» **Seleção**:
########################################
Nestes dias fiz um sonho. Era já o amanhecer. Sonhei que estava no monte Carmelo, nunca fui lá e pode ser que nunca irei. Gostei, um monte não grande. Havia uma capelinha dedicada a Nossa Senhora do Carmo. Entrei e lá estava uma estátua de nossa Senhora, sentada num grande trono com o menino Jesus nos braços, estreitando-o ao coração. Rezei, pensei, cantei uma Salve Regina, me maravilhei de que Maria me sorrisse, porque ninguém pode sorrir ao meu canto a não ser por desprezo, porque sou desentoado, mas o sorriso de Maria era de aprovação e então me animei e cantei outra vez. Quando estava para ir embora Maria me olhou e me disse: “Abuna Patrik, leve-me com você, não quero mais ficar sozinha em cima deste monte, me leve à sua casa, e onde você for eu rei ao seu lado.” Resisti, mas não teve jeito, fui obrigado a levá-la comigo. E fomos. Este sonho me ensinou tantas coisas.
MARIA ME ENSINOU A PARAR PARA ESCUTAR
Maria me ensinou que não se pode correr de um lado a outro. Devemos ter pressa como ela para levar o alívio a todos os que sofrem, ajudar, não sermos preguiçosos quando alguém nos estende a mão pedindo ajuda. Aliás para quem ama não é necessário que o outro peça ajuda. Quem ama ajuda sempre. Mas é necessário parar para escutar, abrir o nosso coração a todos para que todos possam entrar em nós, sentar, ficar à vontade e contarmos nossos sofrimentos. Maria me ensinou que hoje as pessoas são cada vez mais “panelas de pressão”, sofrem e sofrem e sofrem e não têm ninguém para desabafar, para derramar as lágrimas, para colocar as próprias mágoas. Maria me levou por tantos lugares sofridos, eu queria correr, me fazia medo a pobreza, a miséria. Não conseguia olhar crianças buscando comida nos lixeiros, nem podia parar para olhar pessoas enfermas, doentes que não tendo ninguém se arrastavam esperando a morte. Maria me pegou pelo braço e me obrigou a parar para escutar. Compreendi que quando se corre é porque temos medo de nós mesmos, dos outros e de Deus. E correndo achamos que tudo se esvaiu como neblina ao surgir do sol. Correr é pura covardia. Maria me ensinou que o seu lugar é o mundo, é ser caminheira e parar em todos os lugares para escutar de onde vêm as vozes de socorro e correr para ajudar. Silenciosamente, no anonimato, sem os holofotes da imprensa e sem construir nem hospitais, nem igrejas, nem dispensários. Mas só ajudar, sorrir enxugar as lágrimas e ir em frente, sempre em frente, mas sem correr.
########################################
» **Registros armazenados**:
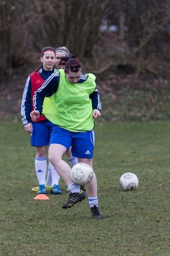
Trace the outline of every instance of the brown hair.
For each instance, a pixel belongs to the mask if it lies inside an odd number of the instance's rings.
[[[81,63],[77,57],[70,56],[65,63],[64,72],[69,71],[76,73],[81,69]]]
[[[43,57],[45,52],[47,51],[47,50],[51,50],[53,53],[55,53],[55,49],[51,46],[46,46],[45,48],[42,48],[42,51],[41,51],[41,57]],[[36,74],[36,73],[39,70],[39,69],[42,67],[42,64],[40,65],[33,72],[35,74]]]

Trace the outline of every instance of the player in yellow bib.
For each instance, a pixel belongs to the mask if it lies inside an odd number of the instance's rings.
[[[44,102],[45,97],[48,97],[47,104]],[[72,155],[78,158],[79,162],[93,168],[94,119],[101,116],[101,109],[96,77],[93,74],[82,74],[79,60],[71,56],[64,70],[53,73],[35,92],[33,105],[35,110],[30,113],[33,122],[43,113],[55,124],[50,142],[49,159],[70,191],[62,208],[71,208],[85,199],[86,194],[72,182],[71,168],[62,160],[62,156],[72,146]],[[95,173],[91,181],[86,185],[86,190],[92,218],[101,218]]]

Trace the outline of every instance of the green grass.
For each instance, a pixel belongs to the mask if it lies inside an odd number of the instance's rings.
[[[94,166],[103,218],[87,200],[68,210],[68,198],[33,200],[35,150],[21,122],[0,123],[0,255],[169,255],[170,122],[96,124]],[[137,175],[135,191],[119,178]]]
########################################
» **Lista de tarefas**:
**A.** Na seleção, que oração quem narra canta na capelinha do monte Carmelo?
**B.** Redija a parte seguinte do texto sobre o sonho no monte Carmelo, partindo da última frase apresentada.

» **Respostas às tarefas**:
**A.** Uma Salve Regina.

**B.**
MARIA ME ENSINOU A REZAR E CONTEMPLAR
SEMPRE a oração foi para mim uma meta, um ideal. Pode ser que nunca tenha conseguido rezar direito e como diz Santa Teresa nunca chegue à contemplação, que a minha oração não passe de um “pai nosso e ave Maria” e nada mais. Maria me ensinou no sonho a rezar, me fez compreender que a oração não é estar horas a fio olhando para o céu, mas que lembrasse que depois da ascensão ao céu de Jesus vieram anjos para dizer as apóstolos e a ela, que voltassem para Jerusalém. Que não ficassem olhando para o céu somente, mas que olhassem também para a terra. Maria me mostrou claramente que rezar é viver com intensidade, com trabalho, com empenho o que está ao nosso alcance e que nunca nos desanimemos por nada. Me ensinou que rezar é enxergar no rosto desfigurado de tantos nossos irmãos o rosto desfigurado de Cristo, a imagem desfigurada do Pai. Não há política que engane. O rosto de Deus não se pode medir pela fome, pela velhice, pela dor, mas se mede pela transparência fulgurante da beleza do amor que se vive.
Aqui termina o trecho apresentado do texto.